— Extracted text —
________

AGGREGATING SENTENCES
Multiple misdemeanor convictions cannot be aggregated for more than one year. KRS 532.110(1)(b). The exception is misdemeanors committed while on misdemeanor probation, which can run either concurrent or consecutive. KRS 533.040(3), Walker v. Com., 10 S.W.3d 492 (Ky.App.1999).
Multiple simultaneous convictions for Class C and D felonies cannot be aggregated for more than 20 years. KRS 532.110(1)(c). This does not apply to convictions for new felonies committed while already on felony probation or parole. In those cases, the consecutive sentences can exceed 20 years. Devore v. Com., 662 S.W.2d 829 (Ky.1984).
The limit of simultaneous aggregated consecutive felonies of any class is 70 years. KRS 532.110(1)(c).
No sentence of a term years, received at the same time as a life sentence, can run consecutively to that life sentence. Bedell v. Com., 870 S.W.2d 779 (Ky.1993). This does not apply when the defendant was already on probation or parole at the time of the offense. See Stewart v. Com., 153 S.W.3d 789 (Ky.2005), in which the defendant had to serve-out a prior sentence before he could start his life sentence.
CONSECUTIVE VS. CONCURRENT
A later-imposed concurrent sentence is deemed to have commenced at the beginning of the original sentence. Lienhart v. Com., 953 S.W.2d 70 (Ky.1997), KRS 197.035(2).
Generally, a definite (misdemeanor) term of imprisonment must run concurrently with an indefinite (felony) term of imprisonment, and serving-out the indefinite term will satisfy both sentences. KRS 532.110(1)(a). This applies even when the sentences are imposed by different courts. Powell v. Payton, 544 S.W.2d 1 (Ky.1976).
However, although the general rule is that misdemeanor sentences must run concurrent to felony sentences, and that consecutive misdemeanor sentences cannot exceed one year, sentences for new felonies or misdemeanors committed while on probation can run consecutively to revoked felony or misdemeanor sentences.

________

— Extracted data —
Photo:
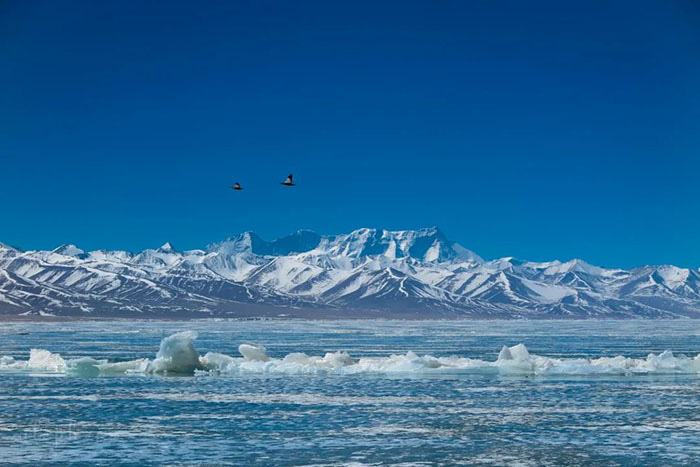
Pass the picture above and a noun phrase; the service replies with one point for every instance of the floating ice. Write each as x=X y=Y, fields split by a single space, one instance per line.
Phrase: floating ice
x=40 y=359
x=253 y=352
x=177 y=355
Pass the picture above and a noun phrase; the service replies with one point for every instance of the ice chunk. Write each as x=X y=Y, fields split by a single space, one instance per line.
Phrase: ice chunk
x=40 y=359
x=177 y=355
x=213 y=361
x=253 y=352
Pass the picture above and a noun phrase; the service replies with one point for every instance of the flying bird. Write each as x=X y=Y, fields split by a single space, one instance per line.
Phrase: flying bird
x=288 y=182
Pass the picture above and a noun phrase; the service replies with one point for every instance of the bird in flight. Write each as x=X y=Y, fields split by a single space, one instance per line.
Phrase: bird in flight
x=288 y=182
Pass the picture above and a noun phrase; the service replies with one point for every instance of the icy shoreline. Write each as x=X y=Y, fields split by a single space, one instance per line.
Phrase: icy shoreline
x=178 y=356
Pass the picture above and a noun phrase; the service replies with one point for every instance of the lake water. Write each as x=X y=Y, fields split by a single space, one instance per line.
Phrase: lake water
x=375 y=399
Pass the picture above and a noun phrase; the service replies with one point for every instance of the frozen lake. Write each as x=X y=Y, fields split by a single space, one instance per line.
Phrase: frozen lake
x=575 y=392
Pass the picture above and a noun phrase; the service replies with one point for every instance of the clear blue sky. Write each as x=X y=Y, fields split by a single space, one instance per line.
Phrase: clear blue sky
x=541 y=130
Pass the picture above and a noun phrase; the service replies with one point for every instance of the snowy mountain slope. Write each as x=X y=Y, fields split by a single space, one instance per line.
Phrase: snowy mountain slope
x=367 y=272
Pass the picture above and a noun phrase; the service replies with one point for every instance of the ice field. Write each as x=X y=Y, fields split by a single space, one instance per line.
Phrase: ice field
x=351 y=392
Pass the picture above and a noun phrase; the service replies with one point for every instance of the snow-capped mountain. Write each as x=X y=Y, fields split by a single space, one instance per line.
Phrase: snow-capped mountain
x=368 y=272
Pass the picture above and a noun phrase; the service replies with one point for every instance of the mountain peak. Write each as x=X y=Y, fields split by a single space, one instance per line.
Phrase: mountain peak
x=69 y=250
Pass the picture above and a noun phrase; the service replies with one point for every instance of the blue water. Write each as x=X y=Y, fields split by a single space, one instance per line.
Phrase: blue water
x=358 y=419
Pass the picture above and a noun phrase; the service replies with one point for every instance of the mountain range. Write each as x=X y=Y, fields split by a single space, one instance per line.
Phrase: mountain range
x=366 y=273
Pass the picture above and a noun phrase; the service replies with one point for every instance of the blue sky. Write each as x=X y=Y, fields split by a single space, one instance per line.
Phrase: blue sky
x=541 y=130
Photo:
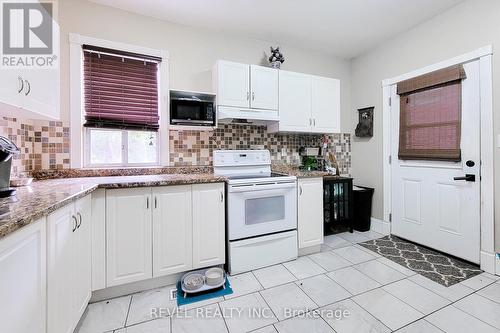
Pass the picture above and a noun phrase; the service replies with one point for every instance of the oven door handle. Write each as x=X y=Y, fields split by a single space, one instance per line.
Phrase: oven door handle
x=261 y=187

________

— Problem details —
In the text on aggregating sentences, what is the limit for simultaneous aggregated consecutive felonies of any class?

— Result for this task —
70 years.